#### [What is asked]
Can you edit the material below so that each "bell tower" becomes "clock tower", with nothing else changed?

#### [Extracted material]
++++

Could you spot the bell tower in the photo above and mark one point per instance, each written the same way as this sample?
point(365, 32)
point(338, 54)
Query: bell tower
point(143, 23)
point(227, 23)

++++

#### [Solution to the problem]
Could you spot the clock tower in the photo above and mark one point per instance, each written the same way as this sample?
point(365, 32)
point(338, 54)
Query: clock tower
point(143, 23)
point(227, 23)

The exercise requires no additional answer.